Extrait de page:
++++++++++++++++++++

Tout ce que l’on peut dire est que B est le sujet de la première prémisse et le prédicat de la seconde, mais
on ne peut établir qu’il soit contenu dans A ou qu’il contienne C ; en effet, le syllogisme (2) est vrai pour toutes les valeurs des
variables A, B et C, y compris celles qui ne vérifient
pas ses prémisses. Alors si l’on prend par exemple ‘oiseau’ pour A, ‘corneille’ pour B, ‘animal’ pour C, on obtient un syllogisme vrai :
(3) Si toutes les
corneilles sont des oiseaux
Et
si tous les animaux sont des corneilles,
Alors
tous les animaux sont des oiseaux.

++++++++++++++++++++

Données fournies:
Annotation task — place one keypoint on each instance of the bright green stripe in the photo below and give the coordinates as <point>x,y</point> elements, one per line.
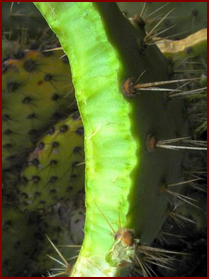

++++++++++++++++++++

Tâches et exercices:
(a) Traduisez en anglais, s'il vous plaît, cette phrase de l'extrait sur le syllogisme : « Tout ce que l’on peut dire est que B est le sujet de la première prémisse et le prédicat de la seconde, mais on ne peut établir qu’il soit contenu dans A ou qu’il contienne C ; en effet, le syllogisme (2) est vrai pour toutes les valeurs des variables A, B et C, y compris celles qui ne vérifient pas ses prémisses. »
(b) Imprimez sans modification le passage de l'extrait sur le syllogisme situé entre "Tout ce que" et "sont des oiseaux.", bornes incluses.
(c) Poursuivez l'extrait sur le syllogisme à partir de l'endroit où il s'arrête.
La liste ci-dessus provient d'une autre source.

Les réponses:
(a) All that can be said is that B is the subject of the first premise and the predicate of the second, but it cannot be established that it is contained in A or that it contains C; indeed, syllogism (2) is true for all values of the variables A, B, and C, including those that do not satisfy its premises.

(b)
Tout ce que l’on peut dire est que B est le sujet de la première prémisse et le prédicat de la seconde, mais
on ne peut établir qu’il soit contenu dans A ou qu’il contienne C ; en effet, le syllogisme (2) est vrai pour toutes les valeurs des
variables A, B et C, y compris celles qui ne vérifient
pas ses prémisses. Alors si l’on prend par exemple ‘oiseau’ pour A, ‘corneille’ pour B, ‘animal’ pour C, on obtient un syllogisme vrai :
(3) Si toutes les
corneilles sont des oiseaux
Et
si tous les animaux sont des corneilles,
Alors
tous les animaux sont des oiseaux.

(c)
Les relations d’extension entre les
termes ‘corneille’, ‘oiseau’, et ‘animal’ sont, bien entendu, indépendantes des modes syllogistiques et demeurent dans le syllogisme
(3) ce qu’elles étaient dans le (1)[76]. Mais le terme ‘oiseau’ n’est plus le moyen-terme en (3), alors qu’il
l’était en (1); en (3), c’est ‘corneille’ qui est le moyen-terme, car il figure
dans les deux prémisses comme l’exige la définition du moyen qu’Aristote juge
admissible pour toutes les figures. Or, cette définition générale est incompatible
avec l’explication particulière qu’il donne pour la première figure, mais, de
toute évidence, c’est l’explication particulière du moyen-terme qui ne
convient pas – non plus d’ailleurs que celles du majeur et du mineur données à
la même occasion.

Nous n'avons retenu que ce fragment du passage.